*PAGE EXCERPT*.
When you ask a marketer what they do, you get a politician’s answer: lots of words, yet somehow, nothing of substance is actually said.
“We bring innovation throughout our projects and push technology as well as strategy to help our clients achieve success”
What does that even mean?
It’s code for: “We’re not sure what we do either.”
You could argue, and many do, that marketers are consciously deceiving you; but having worked in the underbelly of this institution, I can assure you that’s giving them far too much credit.
Most marketers are just as unclear on what they do as you are. It’s why you’ve probably walked out of a 2-hour meeting going, “Wait…what?”
No one is blurring the truth (at least…not on purpose).
We’re all confused because marketing, as an industry, is in transition.
Marketing is where medicine was in the 1950’s.
Today, you’d never expect a podiatrist to perform an appendectomy. That’s CRAZY. But back in the day, we did because we didn’t have specialists. We didn’t know any different. You had “doctors” and “not doctors.” And doctors did everything.
The same holds true for marketers today.
We’ve clumped everything together and called it “marketing!”
We say “marketing” when really we mean:
- Web development
- Public relations
- Data analysis
- Graphic design
- Social media management
Few of these have overlapping skill sets. A good web developer is probably not a great social media manager, in the same way your brilliant IT guy is probably not great at being the MC at your holiday party. They’re different skill sets.
It’s no one’s fault. This is actually a great thing, like adolescence. It’s unpleasant, but necessary for maturity.
Getting someone’s attention back in the day wasn’t difficult. There were only four channels where you could reach people: Radio, TV, Print, and Out-of-Home (aka, billboards). Someone who had a business could take out an ad that said, “My business sells widgets – do you need widgets? Buy them here.” And that would suffice.
Today, to do the equivalent of that, you need to know design, copywriting, HTML…the list goes on.
It is exponentially more difficult to get someone’s attention.
There are more products to choose from in each category and more distribution channels to reach people than ever before.

*ACTIONS TO TAKE*.
**1.** List the four channels that the marketing article says were once the only ways to reach people.
**2.** Copy the part of the marketing article between "What does that" and "in the 1950’s.", inclusive.
**3.** Write what comes next in the marketing article, picking up after its final sentence.

*PROVIDED MATERIAL*.
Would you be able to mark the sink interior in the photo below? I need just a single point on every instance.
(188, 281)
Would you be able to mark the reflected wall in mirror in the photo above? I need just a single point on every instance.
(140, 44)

*RESPONSE LIST*.
**1.** Radio, TV, Print, Out-of-Home (billboards)

**2.**
What does that even mean?
It’s code for: “We’re not sure what we do either.”
You could argue, and many do, that marketers are consciously deceiving you; but having worked in the underbelly of this institution, I can assure you that’s giving them far too much credit.
Most marketers are just as unclear on what they do as you are. It’s why you’ve probably walked out of a 2-hour meeting going, “Wait…what?”
No one is blurring the truth (at least…not on purpose).
We’re all confused because marketing, as an industry, is in transition.
Marketing is where medicine was in the 1950’s.

**3.**
In your mind, marketing is simply a bunch of things that help you get customers and helps you stand out.
The how is up to the marketer (which, in fairness, is a decent way to think about it).
Here’s what typically happens:
You (business owner) get smart, do some reading, and learn enough to be dangerous. And you’re like, “Ah! I got it. I need SEO!” So, you do the logical thing and you hire an SEO guy. The SEO guy is like, “Yes! I have a client! I’m going to do the best job ever!” and he does.
But then sales are “eh,” and you’re left wondering why.
It’s because marketing is a system.
SEO is part of that system, but it’s not the entire system.
Neither you nor your hire know who is responsible for setting up that system. The SEO guy thinks it’s you since he’s only here to do SEO. And you think the SEO guy’s responsible, since, you’re the business owner and that guy is in marketing, so this is his domain to rule and advise you on.
The SEO guy, in earnest, promised you SEO was the silver bullet you were looking for and would get you a ton of leads. He wasn’t wrong that it would help with leads…it’s just…you need to do something with those leads…hence the “system.”
This happens all the time.
It’s the chicken or the egg conundrum of marketing: Who is responsible for setting up the system!?
SEO without a conversion optimized site (which is part design, part engineering, part copy, and part branding) is like getting everyone in the neighborhood to come to your shoe store and then the store being a mess and then asking, “Why did no one buy shoes?”
There’s no simple answer. It’s inventory, it’s merchandising, it’s the pricing strategy, it’s the distributors, it’s the checkout process, it’s customer service…There are a LOT of reasons someone didn’t buy shoes.
When it’s a brick and mortar store, it’s much easier to assign jurisdiction and governance to each domain. Obviously, your marketing person is not going to be responsible for checkout or inventory, that’s fulfillment and supply chain territory.
In today’s world, especially online, the lines aren’t so clear-cut.
The trouble lies in one simple question: Where does marketing begin and end?
The simple answer is: we don’t know, yet.
Lots of thought leaders wax poetic about how “marketing is everything!” and they’re not wrong. Every customer touchpoint is communicating something about your brand to your customer.
But it’s not exactly a helpful distinction (or definition) when you’re trying to run a company and make different departments responsible for things.
We’re getting close. We’re nearing the phase where we go, “hmm maybe a foot doctor should focus on feet and an internal medicine doctor should focus on appendices? And also – let’s get a different doctor working on the brain. They shouldn’t be messing around with feet or appendices. That seems like a good idea.”
Until then, if someone tells you they’re in marketing, reserve judgment when they cannot tell you exactly what it is they do.
Odds are, they aren’t quite sure what they do either.